### EXERCISE GOAL
Copy everything from the line containing "Task: place one point on each instance of the pond" down to the end of the entries, changing "bare deciduous tree" to "leafless tree" and leaving the rest as it is.

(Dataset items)
========================
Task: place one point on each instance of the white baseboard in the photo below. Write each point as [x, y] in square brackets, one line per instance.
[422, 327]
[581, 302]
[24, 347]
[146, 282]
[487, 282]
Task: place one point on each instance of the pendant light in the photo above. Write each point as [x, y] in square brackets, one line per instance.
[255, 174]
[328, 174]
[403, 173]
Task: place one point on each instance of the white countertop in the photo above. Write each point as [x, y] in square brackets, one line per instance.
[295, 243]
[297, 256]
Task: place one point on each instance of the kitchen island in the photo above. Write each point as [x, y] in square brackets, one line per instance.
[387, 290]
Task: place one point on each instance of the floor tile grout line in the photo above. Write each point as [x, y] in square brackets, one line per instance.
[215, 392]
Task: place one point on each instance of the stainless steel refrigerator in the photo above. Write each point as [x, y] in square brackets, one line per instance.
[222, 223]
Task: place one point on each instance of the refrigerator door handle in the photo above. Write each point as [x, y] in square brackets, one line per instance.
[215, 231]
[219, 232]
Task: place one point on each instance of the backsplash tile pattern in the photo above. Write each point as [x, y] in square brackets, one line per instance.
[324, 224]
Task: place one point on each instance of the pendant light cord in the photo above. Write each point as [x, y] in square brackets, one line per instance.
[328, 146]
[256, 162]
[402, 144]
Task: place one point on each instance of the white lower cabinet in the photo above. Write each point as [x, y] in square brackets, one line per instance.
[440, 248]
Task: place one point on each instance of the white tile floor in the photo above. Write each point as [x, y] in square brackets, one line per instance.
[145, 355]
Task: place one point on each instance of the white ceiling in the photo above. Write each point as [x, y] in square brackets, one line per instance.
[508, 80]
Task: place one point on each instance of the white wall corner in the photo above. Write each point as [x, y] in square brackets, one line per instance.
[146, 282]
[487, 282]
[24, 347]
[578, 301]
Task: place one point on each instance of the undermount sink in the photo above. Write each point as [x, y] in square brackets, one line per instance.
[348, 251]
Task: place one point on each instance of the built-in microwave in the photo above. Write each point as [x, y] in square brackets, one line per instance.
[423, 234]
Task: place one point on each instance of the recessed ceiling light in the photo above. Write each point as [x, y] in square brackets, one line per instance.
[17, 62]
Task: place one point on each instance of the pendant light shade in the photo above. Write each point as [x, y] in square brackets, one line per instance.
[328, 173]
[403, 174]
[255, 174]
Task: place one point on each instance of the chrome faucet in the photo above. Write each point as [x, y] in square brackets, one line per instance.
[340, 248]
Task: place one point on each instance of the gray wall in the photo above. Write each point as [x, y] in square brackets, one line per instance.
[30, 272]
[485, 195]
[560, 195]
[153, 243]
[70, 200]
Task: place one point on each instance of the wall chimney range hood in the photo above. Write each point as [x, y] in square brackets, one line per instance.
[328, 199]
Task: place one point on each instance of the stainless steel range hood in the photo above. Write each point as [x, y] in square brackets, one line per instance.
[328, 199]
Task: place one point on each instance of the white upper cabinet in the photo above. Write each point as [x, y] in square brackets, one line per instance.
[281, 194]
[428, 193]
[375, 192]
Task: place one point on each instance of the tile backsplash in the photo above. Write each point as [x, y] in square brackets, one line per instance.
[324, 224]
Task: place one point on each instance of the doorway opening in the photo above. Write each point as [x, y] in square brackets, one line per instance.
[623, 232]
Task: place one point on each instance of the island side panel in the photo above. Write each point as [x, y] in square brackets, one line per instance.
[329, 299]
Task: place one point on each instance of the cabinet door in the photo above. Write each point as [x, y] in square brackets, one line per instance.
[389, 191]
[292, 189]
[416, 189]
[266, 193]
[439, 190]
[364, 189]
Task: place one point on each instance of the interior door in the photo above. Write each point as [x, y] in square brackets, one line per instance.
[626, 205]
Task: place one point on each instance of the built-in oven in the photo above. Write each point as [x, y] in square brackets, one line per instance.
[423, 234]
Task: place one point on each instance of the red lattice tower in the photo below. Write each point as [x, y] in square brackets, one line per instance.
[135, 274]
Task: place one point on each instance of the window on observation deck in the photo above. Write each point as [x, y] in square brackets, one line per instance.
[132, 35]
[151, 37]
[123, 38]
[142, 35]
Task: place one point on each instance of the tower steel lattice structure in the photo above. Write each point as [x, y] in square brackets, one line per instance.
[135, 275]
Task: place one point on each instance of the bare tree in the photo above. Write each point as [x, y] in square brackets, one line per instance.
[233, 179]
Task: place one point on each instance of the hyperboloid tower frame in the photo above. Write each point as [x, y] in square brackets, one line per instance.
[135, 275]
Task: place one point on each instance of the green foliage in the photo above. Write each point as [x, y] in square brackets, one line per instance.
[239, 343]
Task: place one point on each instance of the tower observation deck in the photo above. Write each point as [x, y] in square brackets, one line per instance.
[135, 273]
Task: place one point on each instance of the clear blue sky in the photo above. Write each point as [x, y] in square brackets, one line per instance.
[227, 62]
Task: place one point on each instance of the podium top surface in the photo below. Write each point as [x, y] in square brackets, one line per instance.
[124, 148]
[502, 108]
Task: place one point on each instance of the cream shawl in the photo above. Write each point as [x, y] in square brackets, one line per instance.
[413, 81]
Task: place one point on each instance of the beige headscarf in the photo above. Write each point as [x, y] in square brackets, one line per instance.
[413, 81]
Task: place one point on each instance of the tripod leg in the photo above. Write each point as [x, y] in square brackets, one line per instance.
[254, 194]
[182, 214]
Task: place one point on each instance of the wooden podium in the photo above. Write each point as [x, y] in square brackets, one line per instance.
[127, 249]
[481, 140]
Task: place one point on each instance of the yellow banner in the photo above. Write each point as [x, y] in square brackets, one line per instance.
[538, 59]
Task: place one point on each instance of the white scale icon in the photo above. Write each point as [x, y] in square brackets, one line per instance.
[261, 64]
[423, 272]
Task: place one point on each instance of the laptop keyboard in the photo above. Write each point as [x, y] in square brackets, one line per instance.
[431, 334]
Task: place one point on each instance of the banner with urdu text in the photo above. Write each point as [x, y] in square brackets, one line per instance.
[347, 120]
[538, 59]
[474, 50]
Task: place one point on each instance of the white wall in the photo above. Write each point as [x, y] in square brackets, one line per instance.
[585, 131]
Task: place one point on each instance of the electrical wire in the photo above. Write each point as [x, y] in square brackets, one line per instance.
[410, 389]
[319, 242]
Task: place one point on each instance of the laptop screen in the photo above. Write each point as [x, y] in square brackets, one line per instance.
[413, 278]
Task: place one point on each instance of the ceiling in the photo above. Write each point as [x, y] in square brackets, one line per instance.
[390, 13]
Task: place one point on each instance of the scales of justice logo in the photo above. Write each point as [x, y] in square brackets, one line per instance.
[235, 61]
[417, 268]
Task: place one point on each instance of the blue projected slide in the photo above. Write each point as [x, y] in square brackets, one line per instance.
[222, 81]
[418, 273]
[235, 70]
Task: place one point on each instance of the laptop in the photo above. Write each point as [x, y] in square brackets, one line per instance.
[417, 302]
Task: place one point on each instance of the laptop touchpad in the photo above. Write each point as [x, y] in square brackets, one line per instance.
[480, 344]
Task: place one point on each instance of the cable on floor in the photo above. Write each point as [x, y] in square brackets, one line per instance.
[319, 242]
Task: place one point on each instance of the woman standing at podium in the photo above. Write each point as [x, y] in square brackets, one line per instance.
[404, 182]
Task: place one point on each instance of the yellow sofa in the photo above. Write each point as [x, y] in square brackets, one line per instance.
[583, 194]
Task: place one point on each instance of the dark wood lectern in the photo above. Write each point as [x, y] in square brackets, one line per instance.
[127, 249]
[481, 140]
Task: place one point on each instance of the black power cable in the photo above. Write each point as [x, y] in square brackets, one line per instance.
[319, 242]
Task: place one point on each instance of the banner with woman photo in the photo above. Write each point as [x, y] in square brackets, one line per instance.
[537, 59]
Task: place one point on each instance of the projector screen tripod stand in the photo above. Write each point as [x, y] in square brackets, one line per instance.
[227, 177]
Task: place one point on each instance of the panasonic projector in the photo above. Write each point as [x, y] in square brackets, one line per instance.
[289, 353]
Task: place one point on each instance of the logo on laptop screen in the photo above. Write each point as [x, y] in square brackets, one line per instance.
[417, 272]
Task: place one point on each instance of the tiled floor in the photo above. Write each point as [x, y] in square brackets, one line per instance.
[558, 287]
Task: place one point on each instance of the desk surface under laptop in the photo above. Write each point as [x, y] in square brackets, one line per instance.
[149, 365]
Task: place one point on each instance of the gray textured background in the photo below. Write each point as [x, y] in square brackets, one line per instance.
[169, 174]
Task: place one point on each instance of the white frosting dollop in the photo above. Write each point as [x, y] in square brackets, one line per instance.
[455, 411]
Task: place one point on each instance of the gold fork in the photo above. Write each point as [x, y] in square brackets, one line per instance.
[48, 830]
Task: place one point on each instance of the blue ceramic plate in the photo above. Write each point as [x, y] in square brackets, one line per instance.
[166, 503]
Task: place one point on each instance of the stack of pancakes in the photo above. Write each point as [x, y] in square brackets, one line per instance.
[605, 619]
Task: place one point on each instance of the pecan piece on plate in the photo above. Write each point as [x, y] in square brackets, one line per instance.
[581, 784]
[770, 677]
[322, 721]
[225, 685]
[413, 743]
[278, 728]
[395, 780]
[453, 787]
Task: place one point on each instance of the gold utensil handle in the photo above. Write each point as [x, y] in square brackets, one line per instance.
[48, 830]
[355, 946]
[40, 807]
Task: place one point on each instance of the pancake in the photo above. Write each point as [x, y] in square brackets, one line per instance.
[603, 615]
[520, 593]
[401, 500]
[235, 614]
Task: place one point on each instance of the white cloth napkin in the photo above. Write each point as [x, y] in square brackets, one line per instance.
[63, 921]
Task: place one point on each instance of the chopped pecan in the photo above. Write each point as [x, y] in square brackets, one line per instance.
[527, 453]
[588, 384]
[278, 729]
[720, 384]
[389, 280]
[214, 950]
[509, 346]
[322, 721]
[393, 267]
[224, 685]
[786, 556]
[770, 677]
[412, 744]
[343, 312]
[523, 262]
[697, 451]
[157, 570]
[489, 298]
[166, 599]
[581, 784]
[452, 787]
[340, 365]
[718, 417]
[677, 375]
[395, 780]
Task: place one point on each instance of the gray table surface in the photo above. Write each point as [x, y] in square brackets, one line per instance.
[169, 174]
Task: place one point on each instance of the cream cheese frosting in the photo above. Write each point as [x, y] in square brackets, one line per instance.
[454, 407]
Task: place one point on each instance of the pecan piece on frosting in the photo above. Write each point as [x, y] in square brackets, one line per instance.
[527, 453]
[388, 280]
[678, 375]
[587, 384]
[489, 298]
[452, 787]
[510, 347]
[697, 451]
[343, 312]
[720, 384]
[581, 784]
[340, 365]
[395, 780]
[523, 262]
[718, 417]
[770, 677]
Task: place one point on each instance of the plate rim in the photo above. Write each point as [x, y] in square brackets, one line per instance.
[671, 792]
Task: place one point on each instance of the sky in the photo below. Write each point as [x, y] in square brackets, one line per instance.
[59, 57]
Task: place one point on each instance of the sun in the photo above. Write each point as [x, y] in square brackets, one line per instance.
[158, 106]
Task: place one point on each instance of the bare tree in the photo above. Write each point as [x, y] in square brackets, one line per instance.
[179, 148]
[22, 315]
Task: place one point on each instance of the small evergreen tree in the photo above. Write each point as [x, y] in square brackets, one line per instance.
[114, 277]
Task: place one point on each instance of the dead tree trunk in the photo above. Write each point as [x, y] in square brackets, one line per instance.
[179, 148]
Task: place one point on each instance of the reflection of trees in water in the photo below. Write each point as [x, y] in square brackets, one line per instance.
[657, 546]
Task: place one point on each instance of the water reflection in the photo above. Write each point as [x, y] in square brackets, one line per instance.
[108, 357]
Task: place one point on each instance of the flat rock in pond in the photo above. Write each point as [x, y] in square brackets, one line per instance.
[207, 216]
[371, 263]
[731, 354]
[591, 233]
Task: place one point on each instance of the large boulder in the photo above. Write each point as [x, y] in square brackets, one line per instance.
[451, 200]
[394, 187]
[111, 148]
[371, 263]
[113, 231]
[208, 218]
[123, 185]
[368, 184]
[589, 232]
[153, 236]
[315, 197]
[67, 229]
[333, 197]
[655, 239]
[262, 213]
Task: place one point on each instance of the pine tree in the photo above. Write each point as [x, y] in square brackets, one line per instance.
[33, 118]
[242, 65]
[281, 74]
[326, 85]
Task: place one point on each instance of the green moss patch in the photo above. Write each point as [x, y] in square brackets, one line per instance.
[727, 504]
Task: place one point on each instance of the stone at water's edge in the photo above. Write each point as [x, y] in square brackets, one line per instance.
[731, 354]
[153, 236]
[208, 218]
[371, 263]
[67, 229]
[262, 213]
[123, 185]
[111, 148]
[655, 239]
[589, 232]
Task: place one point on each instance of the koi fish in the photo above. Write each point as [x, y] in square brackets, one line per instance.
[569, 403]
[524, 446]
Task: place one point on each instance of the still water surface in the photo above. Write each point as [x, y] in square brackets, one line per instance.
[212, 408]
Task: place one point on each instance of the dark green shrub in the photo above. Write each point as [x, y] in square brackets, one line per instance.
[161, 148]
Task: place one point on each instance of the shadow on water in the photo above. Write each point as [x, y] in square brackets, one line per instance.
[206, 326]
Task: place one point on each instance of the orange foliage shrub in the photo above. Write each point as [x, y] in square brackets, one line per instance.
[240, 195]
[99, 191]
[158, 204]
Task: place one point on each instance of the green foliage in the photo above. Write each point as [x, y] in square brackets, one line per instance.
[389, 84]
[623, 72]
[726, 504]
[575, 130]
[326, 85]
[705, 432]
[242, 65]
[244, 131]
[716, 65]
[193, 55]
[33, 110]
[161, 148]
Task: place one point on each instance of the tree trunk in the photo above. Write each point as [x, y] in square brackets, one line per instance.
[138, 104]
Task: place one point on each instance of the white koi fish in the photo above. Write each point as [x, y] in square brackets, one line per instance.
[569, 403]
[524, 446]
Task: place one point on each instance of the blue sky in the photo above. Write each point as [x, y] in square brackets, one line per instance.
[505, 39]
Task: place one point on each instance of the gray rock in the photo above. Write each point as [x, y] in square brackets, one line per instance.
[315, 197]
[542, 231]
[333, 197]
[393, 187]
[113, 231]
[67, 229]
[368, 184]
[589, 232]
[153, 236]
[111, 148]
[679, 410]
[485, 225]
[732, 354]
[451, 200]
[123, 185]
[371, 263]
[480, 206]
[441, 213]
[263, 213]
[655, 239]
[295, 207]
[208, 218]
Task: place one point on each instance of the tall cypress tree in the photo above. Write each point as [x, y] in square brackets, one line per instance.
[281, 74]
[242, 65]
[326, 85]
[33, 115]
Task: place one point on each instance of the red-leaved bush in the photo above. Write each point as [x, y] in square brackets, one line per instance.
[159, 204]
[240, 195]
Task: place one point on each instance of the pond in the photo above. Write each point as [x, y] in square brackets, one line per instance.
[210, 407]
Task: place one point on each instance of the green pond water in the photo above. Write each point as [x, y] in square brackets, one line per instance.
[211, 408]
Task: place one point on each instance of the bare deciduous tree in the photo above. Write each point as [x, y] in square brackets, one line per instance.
========================
### FULL SOLUTION
Task: place one point on each instance of the pond in the photo above. Write each point as [x, y] in square brackets, one line per instance.
[210, 407]
Task: place one point on each instance of the green pond water in the photo above. Write each point as [x, y] in square brackets, one line per instance.
[211, 408]
Task: place one point on each instance of the leafless tree in the photo above. Write each point as [x, y] in square brackets, one line per instance.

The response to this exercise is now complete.